• **YOUR TASK**: This task calls for copying every line in the data below that contains the word "hair".

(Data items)
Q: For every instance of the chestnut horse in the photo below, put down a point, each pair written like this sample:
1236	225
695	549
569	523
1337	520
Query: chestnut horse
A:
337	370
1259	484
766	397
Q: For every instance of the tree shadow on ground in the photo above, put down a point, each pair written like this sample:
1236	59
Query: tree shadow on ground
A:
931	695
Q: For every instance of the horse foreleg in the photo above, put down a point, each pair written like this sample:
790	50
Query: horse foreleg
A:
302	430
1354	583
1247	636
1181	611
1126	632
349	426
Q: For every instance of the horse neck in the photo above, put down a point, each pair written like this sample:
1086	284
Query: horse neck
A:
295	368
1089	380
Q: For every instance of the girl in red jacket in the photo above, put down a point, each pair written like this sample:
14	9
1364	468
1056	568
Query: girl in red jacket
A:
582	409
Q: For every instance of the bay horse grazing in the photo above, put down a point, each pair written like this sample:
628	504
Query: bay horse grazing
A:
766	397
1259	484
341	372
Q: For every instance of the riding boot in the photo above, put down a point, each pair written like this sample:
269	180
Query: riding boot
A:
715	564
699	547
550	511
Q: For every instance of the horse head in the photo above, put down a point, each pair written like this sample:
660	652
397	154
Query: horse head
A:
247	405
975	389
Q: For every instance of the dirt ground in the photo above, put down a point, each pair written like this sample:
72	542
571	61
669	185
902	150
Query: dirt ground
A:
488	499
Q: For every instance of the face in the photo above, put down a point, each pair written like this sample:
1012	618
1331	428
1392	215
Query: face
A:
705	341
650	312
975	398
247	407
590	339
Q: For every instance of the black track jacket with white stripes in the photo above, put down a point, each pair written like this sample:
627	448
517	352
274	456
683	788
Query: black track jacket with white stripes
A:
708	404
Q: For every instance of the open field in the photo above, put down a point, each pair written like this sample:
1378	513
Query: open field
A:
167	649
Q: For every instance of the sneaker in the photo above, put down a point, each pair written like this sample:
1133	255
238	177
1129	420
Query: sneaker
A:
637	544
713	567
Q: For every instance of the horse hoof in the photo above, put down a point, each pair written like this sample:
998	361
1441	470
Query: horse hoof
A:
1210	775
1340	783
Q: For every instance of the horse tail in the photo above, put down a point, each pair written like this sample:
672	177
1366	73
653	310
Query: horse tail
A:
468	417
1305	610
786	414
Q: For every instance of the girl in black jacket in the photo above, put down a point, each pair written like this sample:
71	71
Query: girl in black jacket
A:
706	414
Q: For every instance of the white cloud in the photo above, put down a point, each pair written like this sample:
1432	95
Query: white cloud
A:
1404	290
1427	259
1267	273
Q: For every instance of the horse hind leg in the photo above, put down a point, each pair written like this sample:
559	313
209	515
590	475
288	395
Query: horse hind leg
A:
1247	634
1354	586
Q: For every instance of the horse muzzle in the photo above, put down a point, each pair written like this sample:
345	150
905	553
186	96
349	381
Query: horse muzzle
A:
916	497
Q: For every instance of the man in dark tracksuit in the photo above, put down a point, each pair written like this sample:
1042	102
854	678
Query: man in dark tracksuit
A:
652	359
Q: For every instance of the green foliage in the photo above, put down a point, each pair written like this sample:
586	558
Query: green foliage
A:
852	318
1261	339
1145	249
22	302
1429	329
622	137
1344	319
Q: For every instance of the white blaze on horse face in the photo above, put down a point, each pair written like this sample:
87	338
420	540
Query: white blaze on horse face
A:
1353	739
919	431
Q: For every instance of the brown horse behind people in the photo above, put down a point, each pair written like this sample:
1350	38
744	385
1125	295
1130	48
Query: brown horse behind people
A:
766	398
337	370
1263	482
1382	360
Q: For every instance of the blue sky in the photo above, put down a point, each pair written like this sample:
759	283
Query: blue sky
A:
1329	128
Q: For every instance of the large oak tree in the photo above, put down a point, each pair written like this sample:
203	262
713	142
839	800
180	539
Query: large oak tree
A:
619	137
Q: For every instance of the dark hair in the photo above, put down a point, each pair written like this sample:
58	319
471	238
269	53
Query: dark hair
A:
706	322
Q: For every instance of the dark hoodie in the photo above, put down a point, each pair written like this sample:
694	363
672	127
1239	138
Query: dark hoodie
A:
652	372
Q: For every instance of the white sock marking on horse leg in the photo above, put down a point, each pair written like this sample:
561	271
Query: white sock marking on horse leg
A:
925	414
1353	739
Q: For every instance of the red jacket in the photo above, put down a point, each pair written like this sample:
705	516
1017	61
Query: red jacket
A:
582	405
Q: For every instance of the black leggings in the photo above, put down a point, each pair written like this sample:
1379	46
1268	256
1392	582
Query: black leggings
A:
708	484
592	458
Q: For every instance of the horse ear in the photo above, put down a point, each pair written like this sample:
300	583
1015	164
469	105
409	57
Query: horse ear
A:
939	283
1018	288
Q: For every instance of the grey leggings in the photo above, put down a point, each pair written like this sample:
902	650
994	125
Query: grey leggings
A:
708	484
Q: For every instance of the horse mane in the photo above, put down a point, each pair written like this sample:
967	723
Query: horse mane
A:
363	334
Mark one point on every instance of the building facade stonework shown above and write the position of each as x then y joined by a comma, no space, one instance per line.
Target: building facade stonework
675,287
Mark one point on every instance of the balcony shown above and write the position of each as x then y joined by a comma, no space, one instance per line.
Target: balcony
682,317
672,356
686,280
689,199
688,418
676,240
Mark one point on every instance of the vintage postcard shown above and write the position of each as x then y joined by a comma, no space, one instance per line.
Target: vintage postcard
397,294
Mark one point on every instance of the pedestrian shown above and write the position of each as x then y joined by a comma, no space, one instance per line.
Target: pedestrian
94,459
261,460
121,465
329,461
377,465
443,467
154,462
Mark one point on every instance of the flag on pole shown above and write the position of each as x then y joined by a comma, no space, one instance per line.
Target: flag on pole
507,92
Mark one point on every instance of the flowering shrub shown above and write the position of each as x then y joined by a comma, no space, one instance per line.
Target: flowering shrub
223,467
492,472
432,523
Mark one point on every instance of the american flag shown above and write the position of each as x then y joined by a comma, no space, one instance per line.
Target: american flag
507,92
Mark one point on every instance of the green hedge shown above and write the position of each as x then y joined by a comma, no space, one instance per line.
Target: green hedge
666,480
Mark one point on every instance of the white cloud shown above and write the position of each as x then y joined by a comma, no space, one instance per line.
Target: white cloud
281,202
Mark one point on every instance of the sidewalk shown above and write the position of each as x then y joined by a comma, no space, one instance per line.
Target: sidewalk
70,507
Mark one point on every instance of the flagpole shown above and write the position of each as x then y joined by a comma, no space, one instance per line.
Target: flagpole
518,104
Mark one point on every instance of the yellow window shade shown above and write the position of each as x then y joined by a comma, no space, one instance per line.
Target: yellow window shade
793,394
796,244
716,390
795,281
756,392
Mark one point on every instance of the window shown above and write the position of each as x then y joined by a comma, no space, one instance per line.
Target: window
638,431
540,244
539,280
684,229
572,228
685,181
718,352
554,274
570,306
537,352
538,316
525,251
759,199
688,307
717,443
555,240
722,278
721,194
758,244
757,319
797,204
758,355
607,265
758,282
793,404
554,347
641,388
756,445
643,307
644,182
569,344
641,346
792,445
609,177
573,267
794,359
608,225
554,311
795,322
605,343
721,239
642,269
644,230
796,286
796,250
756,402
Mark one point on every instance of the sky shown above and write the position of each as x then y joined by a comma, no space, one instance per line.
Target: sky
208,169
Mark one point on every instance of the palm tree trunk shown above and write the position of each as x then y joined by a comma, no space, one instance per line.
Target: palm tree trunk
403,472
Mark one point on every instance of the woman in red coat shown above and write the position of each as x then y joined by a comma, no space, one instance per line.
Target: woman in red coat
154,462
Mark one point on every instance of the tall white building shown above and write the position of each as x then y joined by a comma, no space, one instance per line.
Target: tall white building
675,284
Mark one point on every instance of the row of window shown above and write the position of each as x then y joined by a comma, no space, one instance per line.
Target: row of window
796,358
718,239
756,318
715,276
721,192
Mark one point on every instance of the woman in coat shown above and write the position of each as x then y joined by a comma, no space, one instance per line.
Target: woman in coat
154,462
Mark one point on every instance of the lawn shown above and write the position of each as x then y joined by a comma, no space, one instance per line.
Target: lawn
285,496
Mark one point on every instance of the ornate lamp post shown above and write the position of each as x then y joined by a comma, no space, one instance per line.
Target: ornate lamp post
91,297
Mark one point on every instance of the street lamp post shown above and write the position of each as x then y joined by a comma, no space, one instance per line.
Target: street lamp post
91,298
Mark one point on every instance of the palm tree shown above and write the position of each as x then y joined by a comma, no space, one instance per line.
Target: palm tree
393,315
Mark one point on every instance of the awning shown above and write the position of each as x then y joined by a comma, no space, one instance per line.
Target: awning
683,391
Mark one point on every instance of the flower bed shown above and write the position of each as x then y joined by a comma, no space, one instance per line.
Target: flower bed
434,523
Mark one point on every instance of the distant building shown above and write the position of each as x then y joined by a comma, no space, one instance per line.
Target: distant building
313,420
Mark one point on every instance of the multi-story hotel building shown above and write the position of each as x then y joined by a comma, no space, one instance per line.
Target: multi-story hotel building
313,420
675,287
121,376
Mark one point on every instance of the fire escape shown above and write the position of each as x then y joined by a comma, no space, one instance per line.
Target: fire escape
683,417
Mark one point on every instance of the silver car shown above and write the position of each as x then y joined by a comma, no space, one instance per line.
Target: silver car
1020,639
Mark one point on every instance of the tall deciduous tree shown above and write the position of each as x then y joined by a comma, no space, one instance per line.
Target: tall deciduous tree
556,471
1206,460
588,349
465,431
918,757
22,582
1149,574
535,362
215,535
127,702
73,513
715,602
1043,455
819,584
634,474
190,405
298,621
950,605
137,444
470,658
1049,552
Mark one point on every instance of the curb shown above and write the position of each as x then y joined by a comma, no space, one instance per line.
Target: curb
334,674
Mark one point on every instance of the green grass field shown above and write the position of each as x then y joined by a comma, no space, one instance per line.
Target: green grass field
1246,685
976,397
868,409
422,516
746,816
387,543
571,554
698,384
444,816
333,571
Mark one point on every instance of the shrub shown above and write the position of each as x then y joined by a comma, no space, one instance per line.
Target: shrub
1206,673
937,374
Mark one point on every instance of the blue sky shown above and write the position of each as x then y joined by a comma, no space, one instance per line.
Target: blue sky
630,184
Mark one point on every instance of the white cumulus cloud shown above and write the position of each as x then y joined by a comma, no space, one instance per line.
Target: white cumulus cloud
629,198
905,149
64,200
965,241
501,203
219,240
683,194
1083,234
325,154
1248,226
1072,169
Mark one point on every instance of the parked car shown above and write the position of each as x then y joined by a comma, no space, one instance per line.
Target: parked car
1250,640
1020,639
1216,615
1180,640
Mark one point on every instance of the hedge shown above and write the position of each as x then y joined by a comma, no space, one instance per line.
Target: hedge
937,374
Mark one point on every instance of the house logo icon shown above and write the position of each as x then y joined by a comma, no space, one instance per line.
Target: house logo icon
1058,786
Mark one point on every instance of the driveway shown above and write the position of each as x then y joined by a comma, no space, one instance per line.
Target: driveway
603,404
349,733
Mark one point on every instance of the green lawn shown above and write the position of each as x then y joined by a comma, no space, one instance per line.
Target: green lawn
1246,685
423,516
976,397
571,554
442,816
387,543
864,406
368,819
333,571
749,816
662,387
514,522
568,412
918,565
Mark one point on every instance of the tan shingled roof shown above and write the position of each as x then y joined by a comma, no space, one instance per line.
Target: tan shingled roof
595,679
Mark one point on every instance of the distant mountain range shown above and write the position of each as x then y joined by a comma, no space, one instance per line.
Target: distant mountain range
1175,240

• **FINISHED EXERCISE**:
Q: For every instance of the dark hair in the photo above, put down a point, each pair written like this sample:
Query: dark hair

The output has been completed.